§ Dataset records:
_ _ _ _

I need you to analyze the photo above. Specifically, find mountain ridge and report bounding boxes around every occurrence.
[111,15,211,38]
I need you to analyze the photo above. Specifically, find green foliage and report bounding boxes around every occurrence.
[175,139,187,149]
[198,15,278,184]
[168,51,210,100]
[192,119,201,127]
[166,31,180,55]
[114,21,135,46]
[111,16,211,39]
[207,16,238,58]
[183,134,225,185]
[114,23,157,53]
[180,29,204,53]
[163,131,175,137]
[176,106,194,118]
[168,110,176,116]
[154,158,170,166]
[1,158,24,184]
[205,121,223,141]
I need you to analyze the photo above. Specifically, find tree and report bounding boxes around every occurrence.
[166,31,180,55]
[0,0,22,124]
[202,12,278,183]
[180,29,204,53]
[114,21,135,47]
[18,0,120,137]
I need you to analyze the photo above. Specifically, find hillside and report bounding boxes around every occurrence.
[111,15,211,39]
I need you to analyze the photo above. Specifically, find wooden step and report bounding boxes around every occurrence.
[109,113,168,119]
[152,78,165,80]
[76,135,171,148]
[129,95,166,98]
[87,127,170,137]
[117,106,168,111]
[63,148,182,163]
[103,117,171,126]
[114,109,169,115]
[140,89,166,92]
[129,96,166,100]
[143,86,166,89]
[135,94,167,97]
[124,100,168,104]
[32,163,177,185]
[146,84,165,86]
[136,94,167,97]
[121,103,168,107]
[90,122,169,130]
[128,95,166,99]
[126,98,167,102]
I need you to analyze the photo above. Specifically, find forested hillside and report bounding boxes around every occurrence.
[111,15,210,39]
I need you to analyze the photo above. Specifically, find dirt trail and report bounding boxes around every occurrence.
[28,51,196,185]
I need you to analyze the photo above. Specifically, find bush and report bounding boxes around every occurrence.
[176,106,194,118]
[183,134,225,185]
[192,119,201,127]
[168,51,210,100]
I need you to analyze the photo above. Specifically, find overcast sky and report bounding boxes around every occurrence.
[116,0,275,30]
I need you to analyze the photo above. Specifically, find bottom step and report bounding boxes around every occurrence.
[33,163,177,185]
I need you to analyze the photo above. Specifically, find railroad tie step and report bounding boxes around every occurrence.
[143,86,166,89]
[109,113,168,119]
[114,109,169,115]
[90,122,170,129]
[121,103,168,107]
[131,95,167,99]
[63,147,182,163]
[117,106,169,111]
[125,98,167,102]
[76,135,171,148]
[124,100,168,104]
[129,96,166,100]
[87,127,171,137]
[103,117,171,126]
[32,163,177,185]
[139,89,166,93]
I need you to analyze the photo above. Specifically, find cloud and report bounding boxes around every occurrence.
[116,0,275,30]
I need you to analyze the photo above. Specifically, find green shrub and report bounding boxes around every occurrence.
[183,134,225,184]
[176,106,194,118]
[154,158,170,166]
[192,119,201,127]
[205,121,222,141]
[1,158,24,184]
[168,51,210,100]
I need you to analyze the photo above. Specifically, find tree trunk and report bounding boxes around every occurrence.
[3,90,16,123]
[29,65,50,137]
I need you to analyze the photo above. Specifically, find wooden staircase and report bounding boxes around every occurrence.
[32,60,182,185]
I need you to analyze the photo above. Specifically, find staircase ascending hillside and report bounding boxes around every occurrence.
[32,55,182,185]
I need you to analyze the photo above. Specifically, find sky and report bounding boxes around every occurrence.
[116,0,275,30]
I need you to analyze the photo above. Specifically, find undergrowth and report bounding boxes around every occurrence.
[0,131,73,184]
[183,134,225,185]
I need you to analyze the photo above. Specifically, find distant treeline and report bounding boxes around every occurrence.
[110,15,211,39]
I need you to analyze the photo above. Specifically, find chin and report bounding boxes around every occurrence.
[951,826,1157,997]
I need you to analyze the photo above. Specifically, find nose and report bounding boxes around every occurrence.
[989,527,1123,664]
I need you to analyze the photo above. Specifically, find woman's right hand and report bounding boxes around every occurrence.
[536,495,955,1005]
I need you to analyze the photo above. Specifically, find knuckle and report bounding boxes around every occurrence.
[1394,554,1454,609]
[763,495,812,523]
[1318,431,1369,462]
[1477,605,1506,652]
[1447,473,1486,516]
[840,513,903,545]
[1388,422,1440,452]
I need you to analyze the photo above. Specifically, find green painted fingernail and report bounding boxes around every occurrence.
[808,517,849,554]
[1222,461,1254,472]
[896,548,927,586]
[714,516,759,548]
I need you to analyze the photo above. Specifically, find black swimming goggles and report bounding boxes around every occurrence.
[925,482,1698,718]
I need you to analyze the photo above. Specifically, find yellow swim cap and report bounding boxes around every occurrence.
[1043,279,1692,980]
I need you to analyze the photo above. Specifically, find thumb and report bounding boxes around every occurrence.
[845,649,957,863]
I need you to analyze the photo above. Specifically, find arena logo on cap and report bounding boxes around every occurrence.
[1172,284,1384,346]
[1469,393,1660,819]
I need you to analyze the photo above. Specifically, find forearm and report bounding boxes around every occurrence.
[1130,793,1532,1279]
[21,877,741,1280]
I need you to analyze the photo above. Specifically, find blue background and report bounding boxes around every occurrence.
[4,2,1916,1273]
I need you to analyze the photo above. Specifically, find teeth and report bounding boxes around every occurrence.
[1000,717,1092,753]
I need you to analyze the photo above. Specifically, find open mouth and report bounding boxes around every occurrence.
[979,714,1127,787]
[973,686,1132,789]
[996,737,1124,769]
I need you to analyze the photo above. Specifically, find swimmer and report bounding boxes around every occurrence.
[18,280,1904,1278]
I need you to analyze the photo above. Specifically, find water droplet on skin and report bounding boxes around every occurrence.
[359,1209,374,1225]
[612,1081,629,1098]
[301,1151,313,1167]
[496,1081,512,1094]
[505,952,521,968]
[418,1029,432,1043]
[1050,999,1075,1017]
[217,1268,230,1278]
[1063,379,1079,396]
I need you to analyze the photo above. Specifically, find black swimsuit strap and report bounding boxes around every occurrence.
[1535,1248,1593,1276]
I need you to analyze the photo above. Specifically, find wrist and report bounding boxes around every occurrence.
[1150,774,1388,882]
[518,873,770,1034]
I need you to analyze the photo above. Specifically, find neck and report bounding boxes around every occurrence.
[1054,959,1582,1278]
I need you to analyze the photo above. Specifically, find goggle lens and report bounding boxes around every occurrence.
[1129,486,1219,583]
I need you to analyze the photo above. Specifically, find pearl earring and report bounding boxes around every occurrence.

_ _ _ _

§ Instructions for the task: Set down each line of the data precisely as it appears above.

§ Final answer:
I need you to analyze the photo above. Specifically, find mountain ridge and report bounding boxes around every occurrence.
[111,15,211,38]
I need you to analyze the photo above. Specifically, find green foliage and report bounding boxes around every occurrence.
[175,139,187,149]
[198,15,278,184]
[168,51,210,100]
[192,119,201,127]
[166,31,180,55]
[114,21,135,46]
[111,16,211,39]
[207,16,238,58]
[183,134,225,185]
[114,23,157,53]
[180,29,204,53]
[163,131,175,137]
[176,106,194,118]
[168,110,176,116]
[154,158,170,166]
[1,158,24,184]
[205,121,223,141]
I need you to analyze the photo above. Specifically, find tree and report bounding boxes around every occurrence.
[166,31,180,55]
[0,0,22,124]
[202,12,278,183]
[180,29,204,53]
[114,21,135,47]
[18,0,120,137]
I need you to analyze the photo above. Specifically, find hillside and report bounding boxes around every occurrence.
[111,15,211,39]
I need you to analyze the photo above. Specifically, find wooden step and report bounding boxes around every occurrence.
[109,113,168,119]
[152,78,165,80]
[76,135,171,148]
[129,95,166,98]
[87,127,170,137]
[117,106,168,111]
[63,148,182,163]
[103,117,171,126]
[114,109,169,115]
[140,89,166,92]
[129,96,166,100]
[143,86,166,89]
[135,94,167,97]
[124,100,168,104]
[32,163,177,185]
[146,84,165,86]
[136,94,167,97]
[121,103,168,107]
[90,122,169,130]
[128,95,166,99]
[126,98,167,102]
I need you to analyze the photo above. Specifically, find forested hillside and report bounding boxes around every occurrence.
[111,15,210,39]
I need you to analyze the photo above. Specifically, find dirt trail and report bounding boxes around every occurrence.
[28,51,196,185]
I need you to analyze the photo above. Specifically, find bush and report bounding boxes around every occurrence.
[176,106,194,118]
[183,134,225,185]
[192,119,201,127]
[168,51,210,100]
I need you to analyze the photo above. Specifically, find overcast sky and report bounding boxes around every occurrence.
[116,0,275,30]
I need you to analyze the photo above. Specifically, find bottom step and report bounding boxes around every occurrence.
[33,163,177,185]
I need you to analyze the photo above. Specifically, find railroad tie step and report bounding boxes around every occurrence.
[143,86,166,89]
[109,113,168,119]
[114,109,169,115]
[90,122,170,129]
[121,103,168,107]
[131,95,167,99]
[63,147,182,163]
[117,106,169,111]
[125,98,167,102]
[76,135,171,148]
[124,100,168,104]
[129,96,166,100]
[87,127,171,137]
[103,117,171,126]
[32,163,177,185]
[139,89,166,93]
I need you to analyze the photo above. Specifically, find cloud and report bounding boxes around every occurrence.
[116,0,275,30]
I need you to analyze the photo above. Specifically, find green shrub and report bounding boxes around every occurrence.
[183,134,225,184]
[176,106,194,118]
[154,158,170,166]
[192,119,201,127]
[205,121,222,141]
[1,158,24,184]
[168,51,210,100]
I need you to analyze the photo above. Specifically, find tree trunk and report bounding boxes around every occurrence.
[3,90,16,123]
[29,65,50,137]
I need you to analyze the photo above. Specifically, find wooden staircase and report bounding boxes around every occurrence.
[32,60,182,185]
I need you to analyze the photo above. Specifically, find staircase ascending hillside and report bounding boxes around every occurrence.
[32,55,182,185]
I need you to analyze the photo above. Specifically, find sky and report bounding boxes around every occurrence.
[116,0,275,30]
I need you to analyze the photo above. Specifically, find undergrowth and report bounding boxes around every occurrence.
[0,131,73,184]
[183,134,225,185]
I need you to analyze the photo above. Specifically, find distant treeline and report bounding boxes around every occurrence.
[110,15,211,39]
I need you to analyze the photo above. Specifically, find chin and report bounding boxes around every occurrence.
[951,826,1157,997]
I need you to analyze the photo above. Specifically, find nose and report bounding boxes around every occurrence.
[989,527,1123,664]
I need you to analyze the photo above. Specifically, find woman's right hand and report bounding boxes around every occurrence.
[536,495,955,1005]
I need you to analyze the photo above. Specifically, find knuckle and report bounding boxes around every occurrence.
[1394,554,1454,609]
[763,495,812,523]
[1318,431,1369,462]
[1477,605,1506,652]
[1447,473,1486,516]
[840,513,903,545]
[1388,422,1440,452]
I need you to analyze the photo above. Specifically, find green painted fingernail and report bounding boxes around every occurrence.
[808,517,849,554]
[1222,461,1254,472]
[896,548,927,586]
[714,516,759,548]
I need you to analyze the photo above. Specifically, find black swimming goggles and report bounding boxes around every occurrence.
[925,482,1698,718]
I need you to analyze the photo above. Specifically, find yellow swim cap and report bounding boxes around every occurrence.
[1043,279,1692,980]
I need you to analyze the photo above. Specifically, find thumb and report bounding boxes around every occurrence.
[845,649,957,863]
I need you to analyze the photo above. Specifically, find arena logo on cap and report bounding boxes around every occurrence.
[1172,284,1384,346]
[1469,393,1660,819]
I need you to analyze the photo above. Specifically, find forearm and report bounding boxes around every occurrence.
[1130,793,1532,1279]
[21,877,741,1280]
I need you to analyze the photo above. Specifically, find blue background and report bounding boxes around every occurrence.
[4,2,1916,1273]
I need you to analyze the photo above. Specifically, find teeth and report bounding boxes around every occurrence.
[1000,717,1092,753]
I need you to analyze the photo above. Specifically, find open mouth and report bounding boxes around every occurrence.
[979,714,1127,787]
[973,686,1132,789]
[996,737,1124,769]
I need you to analyze the photo above. Specifically, find swimmer and report bounding boxes around every occurrence.
[18,280,1904,1278]
I need you to analyze the photo above. Specifically, find water droplet on skin and report bounding boxes around every occurrence.
[359,1209,374,1225]
[612,1081,629,1098]
[301,1151,313,1167]
[496,1081,512,1094]
[505,952,521,968]
[418,1029,432,1043]
[1050,999,1075,1017]
[217,1268,230,1278]
[1063,379,1079,396]
I need you to analyze the photo above. Specifically, find black swimsuit strap and report bounding boxes around every occurrence.
[1535,1248,1593,1276]
I need you to analyze the photo above. Specifically, find wrist and report bounding boxes around every occurrence.
[1150,774,1388,882]
[518,873,770,1034]
I need you to analyze the photo above. Specifically, find neck and report bounding boxes around every occurrence.
[1054,959,1582,1278]
I need you to analyze the photo above. Specifically, find goggle lens and report bounding boxes around every occurrence.
[1129,486,1219,583]
I need you to analyze the photo above. Specifically, find pearl earring and report bounding boxes around every occurrence.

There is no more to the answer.